- Written tasks
[1] In the estate tax bulletin, what marginal rate will apply when the federal estate tax is reinstated in 2011?
[2] List, in chronological order, every calendar year that the estate tax bulletin mentions.

- Reading passage
Estate Planning Updates
Estate Taxation Bulletin
Posted by: Paul Gottlieb
March 08, 2010
Many of our clients are aware of the peculiar federal estate tax rules that have been in place since 2001, when the estate tax exemption was increased incrementally from $1,000,000 in 2001 to $3,500,000 in 2009 and the marginal rate was gradually reduced to 45% in 2009. The federal gift tax lifetime exemption of $1 million remains the same for now.
In 2010, since Congress (specifically the Senate) did not act prior to 1/1/2010, the federal estate and generation skipping taxes have been repealed for one year only, and will be reinstated in 2011 with a $1,000,000 exemption and a 55% marginal rate.
Estate tax practitioners assumed that Congress would solve the problem before January 2010. Unfortunately, Congress did not act; many people have characterized the lack of action as "Congressional malpractice." Therefore, effective 1/1/2010, there is no federal estate or generation skipping transfer tax for one year only.
For many people, this will not be a problem. However, the lack of the estate tax eliminates the concept known as "stepped-up basis," which is one of the few good things that results from death. An asset inherited from a decedent receives the current (date of death) value, thus eliminating capital gains for income tax purposes. However, this year, the automatic change in basis does not and will not occur. Instead, the deceased owner's income tax basis in his or her assets will "carry over" to the person who inherits the asset. The statute does allow for a $1.3 million exemption for non-spousal gifts and a $3 million exemption for spousal gifts when calculating the capital gain.
The elimination of stepped-up basis can be critical for many of our married clients whose assets total or exceed $7,000,000 ($3,500,000 per person). Under the old system, there would be no federal estate tax and the basis of their capital assets would be stepped-up to the date of death value, thereby eliminating any capital gains taxes. Now, factual research must be done in order to ascertain the basis of each asset. Good luck on finding that advice slip issued in 1973 by the brokerage firm, which may not still be in business.

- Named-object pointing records

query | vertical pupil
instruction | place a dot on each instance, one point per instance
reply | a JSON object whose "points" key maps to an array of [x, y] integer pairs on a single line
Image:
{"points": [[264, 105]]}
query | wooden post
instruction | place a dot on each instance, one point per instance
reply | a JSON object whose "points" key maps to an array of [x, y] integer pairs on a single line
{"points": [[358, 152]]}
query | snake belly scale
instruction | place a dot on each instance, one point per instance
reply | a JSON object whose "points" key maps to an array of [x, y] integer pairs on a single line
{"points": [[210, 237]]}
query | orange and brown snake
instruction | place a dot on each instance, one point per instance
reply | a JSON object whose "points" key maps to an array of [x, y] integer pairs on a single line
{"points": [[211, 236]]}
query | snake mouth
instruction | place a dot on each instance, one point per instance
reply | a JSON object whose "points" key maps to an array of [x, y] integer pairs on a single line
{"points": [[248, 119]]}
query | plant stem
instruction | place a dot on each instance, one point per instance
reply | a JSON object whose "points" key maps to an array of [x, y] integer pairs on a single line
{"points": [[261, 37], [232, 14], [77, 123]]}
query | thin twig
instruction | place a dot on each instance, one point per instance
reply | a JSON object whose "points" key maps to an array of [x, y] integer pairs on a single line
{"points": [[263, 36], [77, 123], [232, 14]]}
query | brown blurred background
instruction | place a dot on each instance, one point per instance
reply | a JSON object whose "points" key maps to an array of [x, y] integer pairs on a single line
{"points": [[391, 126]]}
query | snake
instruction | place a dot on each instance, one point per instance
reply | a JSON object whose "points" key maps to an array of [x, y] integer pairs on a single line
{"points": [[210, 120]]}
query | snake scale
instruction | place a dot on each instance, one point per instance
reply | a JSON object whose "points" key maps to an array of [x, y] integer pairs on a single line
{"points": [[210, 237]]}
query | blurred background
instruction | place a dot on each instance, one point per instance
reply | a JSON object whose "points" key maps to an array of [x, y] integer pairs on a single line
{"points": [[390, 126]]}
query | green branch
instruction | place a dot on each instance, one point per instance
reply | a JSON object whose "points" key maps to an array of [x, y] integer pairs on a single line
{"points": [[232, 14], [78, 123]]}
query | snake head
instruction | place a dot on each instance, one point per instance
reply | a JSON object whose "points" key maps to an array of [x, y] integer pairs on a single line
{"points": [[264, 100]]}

- Exercise results
[1] 55%

[2] 1973, 2001, 2009, 2010, 2011